WHAT NEEDS TO BE DONE.
Please copy out, word for word, the part of the items below that opens with the line containing "Given the photograph above, report where the shadow" and closes with the line containing "[76,0,996,733]", including both of those lines.

DATA SECTION.
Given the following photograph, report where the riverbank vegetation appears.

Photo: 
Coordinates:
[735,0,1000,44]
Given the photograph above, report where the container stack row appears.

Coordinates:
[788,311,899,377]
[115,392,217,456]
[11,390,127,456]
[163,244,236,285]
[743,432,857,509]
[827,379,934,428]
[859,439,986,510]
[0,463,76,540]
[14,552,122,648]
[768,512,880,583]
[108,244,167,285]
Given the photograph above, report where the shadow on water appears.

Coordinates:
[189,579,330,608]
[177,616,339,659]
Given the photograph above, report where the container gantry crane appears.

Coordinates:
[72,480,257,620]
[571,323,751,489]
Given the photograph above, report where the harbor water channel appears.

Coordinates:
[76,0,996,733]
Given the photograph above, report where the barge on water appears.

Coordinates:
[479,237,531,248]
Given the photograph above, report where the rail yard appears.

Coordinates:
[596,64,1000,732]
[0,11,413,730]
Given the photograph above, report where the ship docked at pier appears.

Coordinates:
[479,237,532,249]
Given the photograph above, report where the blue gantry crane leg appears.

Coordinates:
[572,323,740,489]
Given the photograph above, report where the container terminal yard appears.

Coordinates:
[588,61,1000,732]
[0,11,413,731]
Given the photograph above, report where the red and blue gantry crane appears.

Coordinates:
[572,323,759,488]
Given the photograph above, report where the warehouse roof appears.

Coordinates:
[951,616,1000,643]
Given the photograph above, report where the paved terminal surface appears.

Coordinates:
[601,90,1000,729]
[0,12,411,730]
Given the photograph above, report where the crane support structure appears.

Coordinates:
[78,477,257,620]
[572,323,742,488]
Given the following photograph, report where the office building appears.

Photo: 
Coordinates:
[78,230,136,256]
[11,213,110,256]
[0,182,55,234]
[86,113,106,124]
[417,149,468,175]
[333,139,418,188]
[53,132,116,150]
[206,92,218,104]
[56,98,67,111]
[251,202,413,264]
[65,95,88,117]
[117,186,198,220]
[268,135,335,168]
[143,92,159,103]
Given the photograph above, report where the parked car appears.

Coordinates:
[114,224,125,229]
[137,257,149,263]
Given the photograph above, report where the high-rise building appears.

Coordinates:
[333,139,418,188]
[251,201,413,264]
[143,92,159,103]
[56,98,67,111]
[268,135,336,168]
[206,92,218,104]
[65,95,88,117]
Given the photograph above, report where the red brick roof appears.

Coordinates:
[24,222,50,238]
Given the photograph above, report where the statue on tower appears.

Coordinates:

SOLUTION TO THE PROBLEM.
Given the photograph above, report where the shadow on water appears.

Coordinates:
[189,579,330,608]
[177,616,339,659]
Given the photograph above, report where the container gantry crane appears.

Coordinates:
[72,480,257,620]
[571,323,751,489]
Given the photograph above, report where the harbor water channel appears.

Coordinates:
[76,0,996,733]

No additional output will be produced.